## Actions to take
1. Read the food safety petition text and say whether each statement below agrees with it. Answer each with yes or no, and quote the words from the text that settle it.
(a) Photos must be emailed by December 4th.
(b) The collected photos will be delivered to senators in January.
(c) The sign should read "Make my food safe for the holidays."
2. Rewrite the food safety petition text from "Happy Thanksgiving and" to "our food safe.", changing "foodborne illness" to "food poisoning" each time it appears.

Cross posted from The Clean Plate Club
Our friends at the Make Our Food Safe coalition are organizing a photo petition to Congress, and we thought you might be interested in taking part. Read on to learn how you can help remind our leaders that American families want action on food safety now.
Preparing Thanksgiving dinner is stressful enough without worrying whether the food you serve your family is contaminated. That’s why the U.S. Senate needs to pass legislation before the end of the year that will improve food safety and give you one less thing to worry about over the holidays. We say American families have waited long enough. And that’s why this Thanksgiving, We are hoping you’ll help make sure the U.S. Senate gets the picture about food safety – by adding your photo to our Make Our Food Safe photo petition!
- Make a sign that says, "Make my food safe for the holidays."
- Ask your family members to join you – if possible while you’re together for Thanksgiving.
- Take a picture of you holding the sign. (Hold up your Eat Cleaner products while you’re at it!)
- Send the photos to development@safetables.org – we’ll collect the photos, make them into holiday greeting cards, then deliver them to senators on Capitol Hill, in their local districts, and online in December. All photos need to be emailed by December 4th. To make our petition even bigger, forward this message to your family and friends today, asking them to submit a photo too!
Happy Thanksgiving and thank you for your help.
Make Our Foods Safe Org
Every year, millions of Americans are sickened from consuming contaminated food, hundreds of thousands are hospitalized, and thousands of these people die.
Continued outbreaks of foodborne illness over the last several years – from spinach to peppers to peanut products – have demonstrated that these outbreaks are not random, unpreventable occurrences, but are due to widespread problems with our food safety system.
Our current food safety system is broken and has been in need of reform for decades. And this year, Congress has the opportunity to change course and help protect children, families, senior citizens and all others from foodborne illness.
Learn More
A number of bills have been introduced in Congress that would give FDA the tools and authority it needs to keep our food safe.

## Raw data
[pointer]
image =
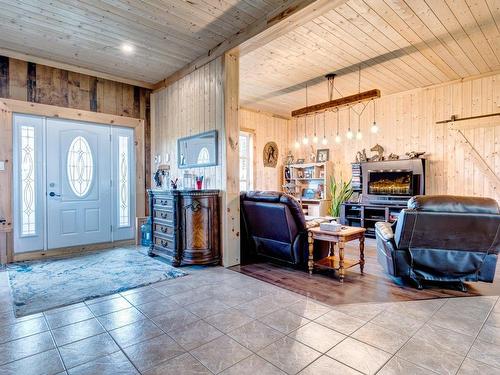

## Numbered answers
1.
(a) Yes: "All photos need to be emailed by December 4th."
(b) No: "then deliver them to senators on Capitol Hill, in their local districts, and online in December."
(c) Yes: "Make a sign that says, "Make my food safe for the holidays.""

2.
Happy Thanksgiving and thank you for your help.
Make Our Foods Safe Org
Every year, millions of Americans are sickened from consuming contaminated food, hundreds of thousands are hospitalized, and thousands of these people die.
Continued outbreaks of food poisoning over the last several years – from spinach to peppers to peanut products – have demonstrated that these outbreaks are not random, unpreventable occurrences, but are due to widespread problems with our food safety system.
Our current food safety system is broken and has been in need of reform for decades. And this year, Congress has the opportunity to change course and help protect children, families, senior citizens and all others from food poisoning.
Learn More
A number of bills have been introduced in Congress that would give FDA the tools and authority it needs to keep our food safe.